● **Given instruction**
Pick out every line in the records below that contains the word "noun", and copy each one in full.

* BEGIN Dataset records *

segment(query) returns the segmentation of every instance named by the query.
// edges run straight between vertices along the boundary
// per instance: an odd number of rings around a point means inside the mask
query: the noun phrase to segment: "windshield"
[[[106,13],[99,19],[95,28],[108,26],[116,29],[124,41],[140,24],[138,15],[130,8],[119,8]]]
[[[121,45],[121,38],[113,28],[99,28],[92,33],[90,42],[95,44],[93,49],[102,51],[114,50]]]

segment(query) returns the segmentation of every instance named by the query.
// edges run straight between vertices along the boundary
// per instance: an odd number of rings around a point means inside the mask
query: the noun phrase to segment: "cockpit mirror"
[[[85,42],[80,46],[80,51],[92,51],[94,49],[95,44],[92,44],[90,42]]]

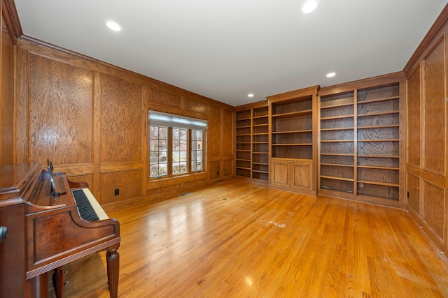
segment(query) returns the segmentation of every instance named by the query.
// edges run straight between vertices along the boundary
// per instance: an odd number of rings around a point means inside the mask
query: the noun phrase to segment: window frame
[[[154,113],[156,116],[162,115],[161,118],[157,119],[155,121],[151,119],[151,114]],[[180,115],[174,115],[167,113],[162,113],[159,112],[154,111],[148,111],[148,132],[149,135],[148,137],[148,168],[149,170],[148,173],[148,179],[154,180],[154,179],[169,179],[174,177],[178,177],[184,175],[192,174],[200,172],[206,172],[206,130],[207,130],[207,121],[204,119],[196,119],[191,117],[186,117]],[[181,119],[181,121],[185,121],[185,122],[181,122],[180,124],[176,123],[175,121],[160,120],[160,119],[172,119],[173,118],[176,118],[176,119]],[[190,122],[188,122],[190,121]],[[199,124],[199,125],[197,125]],[[167,144],[167,174],[166,175],[158,175],[158,176],[151,176],[151,126],[158,126],[159,127],[166,127],[168,129],[168,140]],[[182,173],[173,173],[173,128],[182,128],[187,129],[187,154],[186,154],[186,167],[187,170],[186,172]],[[202,144],[202,149],[200,150],[197,150],[197,148],[193,148],[192,147],[192,131],[201,131],[202,132],[202,139],[200,140]],[[197,144],[196,144],[197,146]],[[202,152],[201,156],[201,162],[202,162],[202,169],[201,170],[192,170],[192,151],[200,151]],[[159,156],[158,156],[159,157]],[[160,158],[160,157],[159,157]],[[196,154],[196,158],[197,158],[197,154]],[[197,162],[197,160],[195,161]],[[160,163],[158,163],[160,164]]]

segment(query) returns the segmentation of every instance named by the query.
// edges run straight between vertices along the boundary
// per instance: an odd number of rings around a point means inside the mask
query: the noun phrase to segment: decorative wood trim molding
[[[417,47],[416,50],[410,59],[409,61],[407,61],[407,64],[403,68],[403,71],[405,73],[407,73],[412,67],[412,66],[419,60],[419,57],[426,50],[428,45],[433,41],[433,39],[435,38],[438,32],[445,24],[447,20],[448,4],[447,4],[443,8],[442,13],[440,13],[440,15],[439,15],[438,18],[435,20],[435,22],[434,22],[434,24],[433,24],[433,26],[429,29],[425,37],[423,38],[423,40],[421,40],[421,43],[420,43],[419,47]]]
[[[13,39],[13,43],[16,45],[17,38],[23,35],[23,31],[14,0],[1,0],[1,15],[6,23],[8,31]]]

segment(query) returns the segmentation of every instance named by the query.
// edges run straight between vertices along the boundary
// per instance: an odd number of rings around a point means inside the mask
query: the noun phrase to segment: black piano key
[[[81,218],[86,221],[98,221],[99,218],[93,209],[89,199],[87,198],[82,189],[71,191],[73,198],[76,203],[78,211]]]

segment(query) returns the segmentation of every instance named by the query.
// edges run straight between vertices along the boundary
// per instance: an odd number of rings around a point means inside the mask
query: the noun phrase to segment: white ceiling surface
[[[233,106],[402,70],[448,2],[320,1],[309,15],[302,0],[15,2],[27,36]]]

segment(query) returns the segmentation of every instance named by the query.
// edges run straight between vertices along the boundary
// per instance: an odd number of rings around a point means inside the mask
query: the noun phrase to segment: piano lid
[[[0,207],[21,204],[42,169],[38,163],[14,163],[0,167]]]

* END Dataset records *

● **Exercise result**
query: the noun phrase to segment: "windshield"
query: the noun phrase to segment: "cockpit mirror"
query: the noun phrase to segment: window frame
query: the noun phrase to segment: decorative wood trim molding
query: the noun phrase to segment: black piano key
query: the noun phrase to segment: white ceiling surface
query: the noun phrase to segment: piano lid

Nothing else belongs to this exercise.